Aim of the exercise => Please copy the items below word for word, keeping each line unchanged and in its original order.

========================

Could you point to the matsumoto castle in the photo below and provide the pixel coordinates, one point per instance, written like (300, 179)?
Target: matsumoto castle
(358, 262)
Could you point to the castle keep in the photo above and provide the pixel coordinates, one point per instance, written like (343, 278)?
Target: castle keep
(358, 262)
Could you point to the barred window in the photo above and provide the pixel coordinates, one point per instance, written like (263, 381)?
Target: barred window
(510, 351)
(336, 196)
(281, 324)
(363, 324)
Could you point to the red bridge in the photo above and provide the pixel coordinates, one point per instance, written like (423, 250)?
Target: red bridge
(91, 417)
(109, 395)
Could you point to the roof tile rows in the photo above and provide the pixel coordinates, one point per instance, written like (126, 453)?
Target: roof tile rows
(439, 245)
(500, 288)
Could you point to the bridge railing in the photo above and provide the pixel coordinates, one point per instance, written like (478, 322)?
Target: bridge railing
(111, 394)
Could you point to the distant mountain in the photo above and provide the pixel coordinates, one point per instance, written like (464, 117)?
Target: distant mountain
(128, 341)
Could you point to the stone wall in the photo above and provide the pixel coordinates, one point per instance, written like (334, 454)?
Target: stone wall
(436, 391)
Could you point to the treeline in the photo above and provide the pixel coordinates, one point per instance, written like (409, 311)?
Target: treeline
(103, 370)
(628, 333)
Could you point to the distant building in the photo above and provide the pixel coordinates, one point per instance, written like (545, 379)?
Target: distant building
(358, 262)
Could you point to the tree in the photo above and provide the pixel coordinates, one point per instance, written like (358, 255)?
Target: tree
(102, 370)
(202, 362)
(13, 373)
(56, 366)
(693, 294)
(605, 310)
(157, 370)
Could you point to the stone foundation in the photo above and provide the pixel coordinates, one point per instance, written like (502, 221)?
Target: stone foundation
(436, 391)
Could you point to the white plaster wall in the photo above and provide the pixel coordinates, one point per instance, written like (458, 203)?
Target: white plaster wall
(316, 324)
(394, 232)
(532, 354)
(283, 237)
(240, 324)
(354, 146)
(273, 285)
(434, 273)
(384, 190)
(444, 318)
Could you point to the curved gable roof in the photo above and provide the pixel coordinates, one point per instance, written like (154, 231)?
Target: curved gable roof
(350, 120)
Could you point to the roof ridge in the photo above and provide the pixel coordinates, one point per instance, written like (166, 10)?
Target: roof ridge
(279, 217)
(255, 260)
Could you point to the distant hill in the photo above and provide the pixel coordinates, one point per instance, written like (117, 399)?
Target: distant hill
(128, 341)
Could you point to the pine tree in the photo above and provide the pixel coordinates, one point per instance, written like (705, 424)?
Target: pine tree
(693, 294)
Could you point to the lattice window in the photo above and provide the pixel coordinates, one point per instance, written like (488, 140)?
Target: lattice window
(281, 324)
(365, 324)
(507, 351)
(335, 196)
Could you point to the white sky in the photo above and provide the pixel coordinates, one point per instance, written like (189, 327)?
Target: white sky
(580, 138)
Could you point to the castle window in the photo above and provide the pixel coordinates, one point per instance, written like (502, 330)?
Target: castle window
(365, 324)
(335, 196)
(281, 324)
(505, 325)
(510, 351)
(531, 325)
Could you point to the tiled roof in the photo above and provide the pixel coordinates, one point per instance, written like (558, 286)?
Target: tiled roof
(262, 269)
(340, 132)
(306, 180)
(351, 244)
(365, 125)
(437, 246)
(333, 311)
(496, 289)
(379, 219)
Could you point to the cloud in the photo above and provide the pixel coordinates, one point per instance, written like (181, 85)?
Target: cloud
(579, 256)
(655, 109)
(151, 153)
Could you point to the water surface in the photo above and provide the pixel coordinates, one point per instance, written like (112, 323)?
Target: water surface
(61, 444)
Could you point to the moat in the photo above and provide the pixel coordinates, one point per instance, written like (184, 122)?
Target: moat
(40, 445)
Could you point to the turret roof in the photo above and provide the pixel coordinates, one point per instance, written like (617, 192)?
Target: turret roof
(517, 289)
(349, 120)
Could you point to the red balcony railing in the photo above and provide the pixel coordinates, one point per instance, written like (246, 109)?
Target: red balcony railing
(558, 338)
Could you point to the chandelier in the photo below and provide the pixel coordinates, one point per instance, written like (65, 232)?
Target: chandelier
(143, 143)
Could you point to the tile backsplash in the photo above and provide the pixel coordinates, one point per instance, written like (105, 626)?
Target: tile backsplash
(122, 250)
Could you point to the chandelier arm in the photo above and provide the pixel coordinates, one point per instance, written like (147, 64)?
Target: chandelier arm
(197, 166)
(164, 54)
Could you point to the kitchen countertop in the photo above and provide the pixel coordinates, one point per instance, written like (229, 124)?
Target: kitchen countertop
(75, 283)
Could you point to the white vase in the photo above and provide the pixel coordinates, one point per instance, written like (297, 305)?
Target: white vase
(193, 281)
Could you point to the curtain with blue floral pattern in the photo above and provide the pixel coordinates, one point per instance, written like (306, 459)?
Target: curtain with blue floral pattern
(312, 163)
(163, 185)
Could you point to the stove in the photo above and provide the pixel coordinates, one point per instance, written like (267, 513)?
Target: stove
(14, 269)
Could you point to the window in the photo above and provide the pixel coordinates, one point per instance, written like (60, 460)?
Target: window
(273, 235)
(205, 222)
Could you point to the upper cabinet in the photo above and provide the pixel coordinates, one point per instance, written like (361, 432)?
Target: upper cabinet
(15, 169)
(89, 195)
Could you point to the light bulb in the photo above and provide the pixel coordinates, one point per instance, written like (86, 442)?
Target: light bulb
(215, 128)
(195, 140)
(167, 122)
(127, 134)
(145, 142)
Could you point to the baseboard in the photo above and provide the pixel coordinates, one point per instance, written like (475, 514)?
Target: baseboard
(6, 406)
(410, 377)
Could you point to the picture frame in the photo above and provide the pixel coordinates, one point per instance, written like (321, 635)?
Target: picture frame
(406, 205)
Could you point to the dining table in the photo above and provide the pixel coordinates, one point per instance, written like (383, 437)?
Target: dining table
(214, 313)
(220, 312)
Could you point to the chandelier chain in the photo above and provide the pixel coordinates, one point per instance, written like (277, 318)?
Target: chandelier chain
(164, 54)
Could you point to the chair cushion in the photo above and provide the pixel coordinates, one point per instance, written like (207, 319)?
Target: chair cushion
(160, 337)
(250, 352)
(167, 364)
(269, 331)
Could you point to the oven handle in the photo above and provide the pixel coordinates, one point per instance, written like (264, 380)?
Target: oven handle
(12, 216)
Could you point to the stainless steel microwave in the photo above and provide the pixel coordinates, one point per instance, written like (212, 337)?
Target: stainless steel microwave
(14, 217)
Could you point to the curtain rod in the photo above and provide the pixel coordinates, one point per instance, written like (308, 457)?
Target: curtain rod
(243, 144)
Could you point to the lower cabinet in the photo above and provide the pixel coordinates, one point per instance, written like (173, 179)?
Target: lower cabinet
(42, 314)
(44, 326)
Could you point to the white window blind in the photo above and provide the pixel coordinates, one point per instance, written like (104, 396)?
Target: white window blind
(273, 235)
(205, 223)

========================

Worked solution =>
Could you point to the matsumoto castle in the photo below and provide the pixel coordinates, one point per instance, written like (300, 179)?
Target: matsumoto castle
(358, 262)
Could you point to the castle keep in the photo above and provide the pixel coordinates, one point per instance, written like (343, 278)?
Target: castle keep
(358, 262)
Could you point to the barred window in the photo above and provide the pixel coordinates, one point per instance, written like (263, 381)?
Target: barred window
(510, 351)
(336, 196)
(281, 324)
(363, 324)
Could you point to the red bridge in the photo above and provide the pixel coordinates, one point per instance, written like (423, 250)?
Target: red bridge
(91, 417)
(109, 395)
Could you point to the roof tile rows in the photo above and provide the pixel coordinates, one point per instance, written like (126, 453)?
Target: roof tile rows
(439, 245)
(500, 288)
Could you point to the bridge railing in the photo above and provide the pixel coordinates, one point per instance, written like (478, 322)?
Target: bridge railing
(111, 394)
Could you point to the distant mountain in the photo above and provide the pixel coordinates, one point per instance, written like (464, 117)?
Target: distant mountain
(128, 341)
Could you point to the stone wall in the photo above and provide the pixel coordinates, one point per instance, written like (334, 454)?
Target: stone wall
(436, 391)
Could you point to the treeline in the photo above and provide the pixel coordinates, one point per instance, written like (409, 311)?
Target: treeline
(103, 370)
(628, 333)
Could you point to the distant building in the photo above and provide the pixel coordinates, one point per instance, written like (545, 379)?
Target: distant building
(358, 262)
Could you point to the tree in the photo above and provide the pixel coordinates, one point per instance, written like (358, 255)?
Target: tree
(102, 370)
(202, 362)
(13, 373)
(56, 366)
(693, 294)
(605, 310)
(157, 370)
Could you point to the stone foundation in the photo above and provide the pixel coordinates, one point per instance, written like (502, 221)?
Target: stone foundation
(436, 391)
Could you point to the white plaster wall in the photo above and provide the pixel coordinates, one point per instance, written like (458, 203)?
Target: white plaster wall
(316, 324)
(394, 232)
(532, 354)
(283, 237)
(240, 324)
(354, 146)
(273, 285)
(434, 273)
(384, 190)
(444, 318)
Could you point to the curved gable roof in the photo above and provide the pixel coordinates, one point per instance, written like (154, 231)?
Target: curved gable roof
(350, 120)
Could you point to the roof ridge in the photo above and provide the pixel coordinates, one point per instance, written like (166, 10)?
Target: roof ridge
(279, 217)
(255, 260)
Could you point to the distant hill in the photo above and provide the pixel coordinates, one point per instance, written like (117, 399)?
Target: distant hill
(128, 341)
Could you point to the pine tree in the photo above and provide the pixel coordinates, one point per instance, written like (705, 424)?
Target: pine tree
(693, 294)
Could you point to the lattice window in the photo above and provide the pixel coordinates, one point per instance, written like (488, 140)?
Target: lattice window
(281, 324)
(365, 324)
(507, 351)
(335, 196)
Could you point to the white sky in the photo above and provide the pixel coordinates, one point per instance, written like (189, 327)?
Target: white sky
(580, 138)
Could you point to the castle window in the photo above and provide the pixel coordinates, one point per instance, written like (502, 330)?
Target: castle window
(365, 324)
(335, 196)
(281, 324)
(505, 325)
(510, 351)
(531, 325)
Could you point to the tiled roof in the photo above and provide the pixel coordinates, one point per instance, written like (558, 286)?
Target: tiled roof
(262, 269)
(340, 132)
(306, 180)
(351, 244)
(365, 125)
(437, 246)
(333, 311)
(496, 289)
(379, 219)
Could you point to the cloud in the photo above and provide the pixel coordinates, one point per instance, written like (181, 85)?
Target: cloud
(579, 256)
(655, 109)
(151, 153)
Could you point to the water surface in the photo above and provide the pixel coordinates, one point per instance, written like (112, 323)?
Target: water surface
(61, 444)
Could you point to the moat in the photo above and provide the pixel coordinates, one point per instance, written like (184, 122)?
Target: moat
(40, 445)
Could you point to the turret roof in the photo above and provide the pixel coordinates, one point per instance, written like (617, 192)?
Target: turret roof
(517, 289)
(349, 120)
Could you point to the red balcony railing in the photo above and provide the pixel coordinates, one point per instance, written like (246, 109)?
Target: red balcony railing
(558, 338)
Could you point to the chandelier in the photo below and provide the pixel coordinates, one point per instance, written like (65, 232)?
Target: chandelier
(143, 143)
Could you point to the tile backsplash in the photo above and provide the pixel coordinates, one point per instance, written like (105, 626)?
Target: tile backsplash
(122, 250)
Could you point to the chandelier arm in the photo above and provide the pixel coordinates, one point per instance, written like (147, 64)?
Target: chandelier arm
(197, 166)
(164, 54)
Could you point to the kitchen countertop in the photo above and provide the pixel coordinates, one point per instance, written like (229, 124)?
Target: kitchen countertop
(75, 283)
Could you point to the white vase in the photo above and provide the pixel coordinates, one point per instance, written like (297, 305)?
Target: white vase
(193, 281)
Could you point to the curtain with blue floral pattern in the photo above and provide the pixel coordinates, one point per instance, written like (306, 459)?
Target: curtain with blue floral pattern
(312, 163)
(163, 185)
Could you point to the stove in the photo above and provide the pixel coordinates, one point per instance, written like (267, 513)?
Target: stove
(14, 269)
Could you point to the window in the photo above and provide the pixel coordinates, one point per instance, written like (60, 460)?
Target: window
(273, 235)
(205, 222)
Could you point to the upper cabinet in the photo above and provide the pixel coordinates, one point per instance, written like (361, 432)?
Target: upper cabinet
(15, 169)
(89, 195)
Could you point to the light bulb in the photo above and provide the pixel coordinates, one point per instance, written like (86, 442)?
Target: light bulb
(215, 128)
(195, 140)
(167, 122)
(127, 134)
(145, 142)
Could you point to the baseboard in the photo above and provide the pixel coordinates, one point per instance, written like (475, 514)?
Target: baseboard
(6, 406)
(410, 377)
Could you point to the picture frame in the photo above and provide the pixel coordinates, one point per instance, written like (321, 635)?
Target: picture frame
(406, 205)
Could you point to the dining table in the photo above and provide the pixel coordinates, one point per instance, written like (383, 437)?
Target: dining table
(214, 313)
(220, 312)
Could you point to the chandelier chain in the photo above and provide the pixel coordinates, one point per instance, written like (277, 318)?
Target: chandelier chain
(164, 54)
Could you point to the chair cushion in the photo above and provide the pixel coordinates, one point per instance, written like (207, 319)?
Target: chair cushion
(160, 337)
(250, 352)
(167, 364)
(269, 331)
Could you point to the oven handle in the photo above and provide the pixel coordinates, one point per instance, written like (264, 380)?
Target: oven handle
(12, 216)
Could you point to the stainless steel microwave in the photo above and provide the pixel coordinates, one point per instance, written like (212, 337)?
Target: stainless steel microwave
(14, 217)
Could you point to the curtain rod in the photo above and provide the pixel coordinates, one point per instance, written like (308, 457)?
Target: curtain rod
(243, 144)
Could you point to the lower cabinet in the photo above and provide the pixel coordinates, one point per instance, written like (173, 179)?
Target: lower cabinet
(42, 314)
(44, 326)
Could you point to the white window blind in the photo above and provide the pixel coordinates, one point per instance, written like (104, 396)?
Target: white window blind
(273, 235)
(205, 223)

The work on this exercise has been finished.